= Beginning of Section =

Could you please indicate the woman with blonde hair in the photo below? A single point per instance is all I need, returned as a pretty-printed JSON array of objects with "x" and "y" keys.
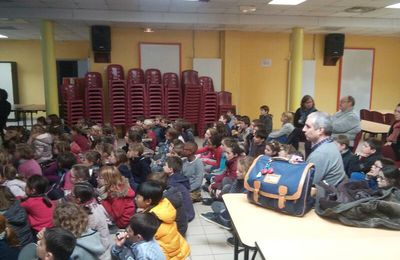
[
  {"x": 74, "y": 218},
  {"x": 117, "y": 195},
  {"x": 287, "y": 128}
]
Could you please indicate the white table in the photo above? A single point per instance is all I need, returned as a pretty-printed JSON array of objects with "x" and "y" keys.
[{"x": 280, "y": 236}]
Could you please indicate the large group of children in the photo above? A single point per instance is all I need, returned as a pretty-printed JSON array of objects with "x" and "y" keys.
[{"x": 68, "y": 189}]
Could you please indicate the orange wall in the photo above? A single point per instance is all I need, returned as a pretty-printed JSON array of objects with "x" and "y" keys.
[{"x": 241, "y": 54}]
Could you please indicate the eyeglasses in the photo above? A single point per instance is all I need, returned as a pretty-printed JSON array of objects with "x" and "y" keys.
[{"x": 377, "y": 166}]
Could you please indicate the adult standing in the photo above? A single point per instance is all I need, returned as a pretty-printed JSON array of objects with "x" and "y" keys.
[
  {"x": 5, "y": 110},
  {"x": 324, "y": 153},
  {"x": 307, "y": 106},
  {"x": 393, "y": 139},
  {"x": 346, "y": 121}
]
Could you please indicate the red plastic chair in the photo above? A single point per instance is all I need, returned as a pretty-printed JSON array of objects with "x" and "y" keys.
[
  {"x": 135, "y": 76},
  {"x": 377, "y": 117},
  {"x": 115, "y": 72},
  {"x": 170, "y": 80},
  {"x": 207, "y": 84},
  {"x": 190, "y": 77},
  {"x": 389, "y": 118},
  {"x": 152, "y": 76}
]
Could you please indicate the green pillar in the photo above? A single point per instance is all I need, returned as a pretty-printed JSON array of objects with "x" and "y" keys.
[
  {"x": 49, "y": 67},
  {"x": 296, "y": 68}
]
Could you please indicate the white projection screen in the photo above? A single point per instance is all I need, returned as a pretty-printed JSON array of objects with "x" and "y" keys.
[
  {"x": 356, "y": 74},
  {"x": 163, "y": 56}
]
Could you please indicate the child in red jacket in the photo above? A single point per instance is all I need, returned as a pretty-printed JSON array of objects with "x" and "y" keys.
[
  {"x": 38, "y": 207},
  {"x": 232, "y": 153},
  {"x": 116, "y": 195}
]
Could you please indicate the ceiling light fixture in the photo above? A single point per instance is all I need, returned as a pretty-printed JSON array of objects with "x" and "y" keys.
[
  {"x": 286, "y": 2},
  {"x": 359, "y": 9},
  {"x": 397, "y": 6},
  {"x": 247, "y": 9}
]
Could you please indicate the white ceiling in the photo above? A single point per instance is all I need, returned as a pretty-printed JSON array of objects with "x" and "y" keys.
[{"x": 20, "y": 19}]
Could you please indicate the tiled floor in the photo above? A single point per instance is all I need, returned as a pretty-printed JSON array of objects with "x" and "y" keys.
[{"x": 208, "y": 241}]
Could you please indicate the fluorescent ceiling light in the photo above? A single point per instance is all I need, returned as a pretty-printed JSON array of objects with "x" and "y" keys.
[
  {"x": 286, "y": 2},
  {"x": 148, "y": 30},
  {"x": 247, "y": 9},
  {"x": 393, "y": 6}
]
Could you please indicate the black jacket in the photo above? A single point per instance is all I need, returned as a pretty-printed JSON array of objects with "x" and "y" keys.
[
  {"x": 354, "y": 204},
  {"x": 5, "y": 109},
  {"x": 181, "y": 182},
  {"x": 18, "y": 219},
  {"x": 350, "y": 162},
  {"x": 140, "y": 169},
  {"x": 175, "y": 197}
]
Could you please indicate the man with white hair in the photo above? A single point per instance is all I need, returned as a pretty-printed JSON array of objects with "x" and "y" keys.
[
  {"x": 324, "y": 153},
  {"x": 346, "y": 121}
]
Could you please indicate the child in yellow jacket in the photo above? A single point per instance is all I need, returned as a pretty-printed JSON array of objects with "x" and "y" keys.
[{"x": 149, "y": 198}]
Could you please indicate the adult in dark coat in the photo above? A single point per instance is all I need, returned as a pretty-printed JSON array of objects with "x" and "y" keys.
[
  {"x": 16, "y": 216},
  {"x": 175, "y": 197},
  {"x": 181, "y": 182},
  {"x": 5, "y": 110},
  {"x": 307, "y": 106}
]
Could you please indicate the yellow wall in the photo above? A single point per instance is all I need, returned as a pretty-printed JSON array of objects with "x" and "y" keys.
[
  {"x": 241, "y": 53},
  {"x": 27, "y": 55}
]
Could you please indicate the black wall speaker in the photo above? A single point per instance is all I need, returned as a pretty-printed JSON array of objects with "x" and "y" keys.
[
  {"x": 101, "y": 38},
  {"x": 334, "y": 46}
]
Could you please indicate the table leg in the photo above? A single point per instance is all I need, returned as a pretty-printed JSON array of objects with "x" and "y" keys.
[
  {"x": 236, "y": 251},
  {"x": 31, "y": 119},
  {"x": 246, "y": 253},
  {"x": 24, "y": 118}
]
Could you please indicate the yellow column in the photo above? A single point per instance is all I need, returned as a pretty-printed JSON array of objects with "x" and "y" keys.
[
  {"x": 49, "y": 67},
  {"x": 296, "y": 68}
]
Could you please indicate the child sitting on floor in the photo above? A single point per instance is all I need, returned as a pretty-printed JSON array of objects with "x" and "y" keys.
[
  {"x": 116, "y": 195},
  {"x": 138, "y": 240},
  {"x": 27, "y": 165},
  {"x": 370, "y": 152},
  {"x": 193, "y": 169},
  {"x": 8, "y": 178},
  {"x": 173, "y": 168},
  {"x": 140, "y": 165},
  {"x": 175, "y": 197},
  {"x": 220, "y": 215},
  {"x": 150, "y": 199},
  {"x": 272, "y": 148},
  {"x": 38, "y": 207},
  {"x": 287, "y": 128},
  {"x": 349, "y": 159},
  {"x": 84, "y": 195}
]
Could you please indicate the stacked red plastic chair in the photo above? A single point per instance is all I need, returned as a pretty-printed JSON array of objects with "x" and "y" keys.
[
  {"x": 225, "y": 102},
  {"x": 136, "y": 96},
  {"x": 192, "y": 99},
  {"x": 209, "y": 105},
  {"x": 117, "y": 100},
  {"x": 191, "y": 96},
  {"x": 190, "y": 77},
  {"x": 117, "y": 94},
  {"x": 172, "y": 96},
  {"x": 155, "y": 92},
  {"x": 115, "y": 72},
  {"x": 94, "y": 97},
  {"x": 73, "y": 108}
]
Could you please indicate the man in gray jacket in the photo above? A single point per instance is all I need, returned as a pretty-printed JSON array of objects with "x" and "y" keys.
[
  {"x": 324, "y": 153},
  {"x": 346, "y": 121}
]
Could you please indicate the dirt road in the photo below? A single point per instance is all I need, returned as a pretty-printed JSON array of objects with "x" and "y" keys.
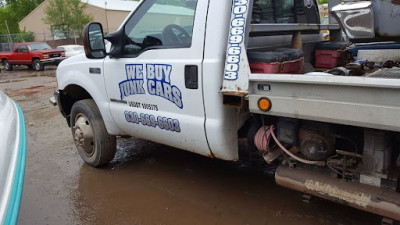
[{"x": 146, "y": 183}]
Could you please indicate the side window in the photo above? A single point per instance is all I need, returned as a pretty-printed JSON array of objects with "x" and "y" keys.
[
  {"x": 23, "y": 49},
  {"x": 160, "y": 24},
  {"x": 285, "y": 11}
]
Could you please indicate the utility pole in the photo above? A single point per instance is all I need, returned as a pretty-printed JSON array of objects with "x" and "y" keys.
[{"x": 9, "y": 35}]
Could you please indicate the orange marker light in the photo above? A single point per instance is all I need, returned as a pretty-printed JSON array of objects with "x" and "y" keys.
[{"x": 264, "y": 104}]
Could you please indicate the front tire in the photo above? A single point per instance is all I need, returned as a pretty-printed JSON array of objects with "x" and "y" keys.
[
  {"x": 95, "y": 146},
  {"x": 7, "y": 66},
  {"x": 37, "y": 65}
]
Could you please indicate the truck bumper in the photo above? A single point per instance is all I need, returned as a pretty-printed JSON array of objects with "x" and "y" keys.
[{"x": 52, "y": 61}]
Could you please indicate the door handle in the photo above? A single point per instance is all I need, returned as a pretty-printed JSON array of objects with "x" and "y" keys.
[{"x": 191, "y": 77}]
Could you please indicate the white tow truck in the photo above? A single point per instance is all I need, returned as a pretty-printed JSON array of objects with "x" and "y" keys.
[{"x": 200, "y": 75}]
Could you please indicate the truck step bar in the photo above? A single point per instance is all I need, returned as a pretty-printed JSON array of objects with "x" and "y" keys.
[{"x": 381, "y": 201}]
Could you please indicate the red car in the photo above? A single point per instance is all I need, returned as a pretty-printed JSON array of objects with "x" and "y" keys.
[{"x": 33, "y": 54}]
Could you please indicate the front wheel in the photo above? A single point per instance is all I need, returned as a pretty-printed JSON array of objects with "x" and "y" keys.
[
  {"x": 95, "y": 146},
  {"x": 37, "y": 65},
  {"x": 7, "y": 66}
]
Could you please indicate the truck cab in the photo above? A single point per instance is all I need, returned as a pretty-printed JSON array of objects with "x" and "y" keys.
[
  {"x": 35, "y": 55},
  {"x": 183, "y": 74}
]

= End of Section =

From the line containing "Could you please indicate the front tire" through the final line of the listing above, retype every line exactly; leave out everything else.

Could you please indicate the front tire in the photo above? A single point per instance is all I need, returned as a pretty-printed JSON array of objects with "x" and "y" keys.
[
  {"x": 95, "y": 146},
  {"x": 7, "y": 66},
  {"x": 37, "y": 65}
]
Could you please indicate the truck bumper in the photo above? A single point per instance is all I need, returned as a pretty-printed JSON array of objects with "x" and "y" keys.
[{"x": 52, "y": 61}]
Could you please indicate the door handle in the photo above? A single point per instance is all I need, returned as a pretty-printed JSON array of objects with "x" and "y" keys.
[{"x": 191, "y": 77}]
Could you please indicate the white tow truck in the photo above? A single point per instance is all I need, returned as a pretty-printed JSON array of objects with "x" and "y" keys.
[{"x": 200, "y": 75}]
Could you please indicate the truck step bar in the photo above? A single point per instance is all I need, returned as a pretty-printed JSON array of objects with "x" and "y" keys.
[{"x": 381, "y": 201}]
Could you please indicate the red car in the photo above? A single point per instance is all I need, returned as a pretty-printed JSON array of objects with "x" and "y" keys.
[{"x": 33, "y": 54}]
Could you please indicate the front wheel in the photo above? A single point per instance is all I need, returned as a pretty-printed JSON array of objects with "x" and "y" keys.
[
  {"x": 95, "y": 146},
  {"x": 37, "y": 65},
  {"x": 7, "y": 66}
]
Could you please indicate the truck cab in the photo above? A single point per instance is all I need, returned as a pretty-printed JSON array of objects with "x" and "y" keys.
[
  {"x": 35, "y": 55},
  {"x": 183, "y": 74}
]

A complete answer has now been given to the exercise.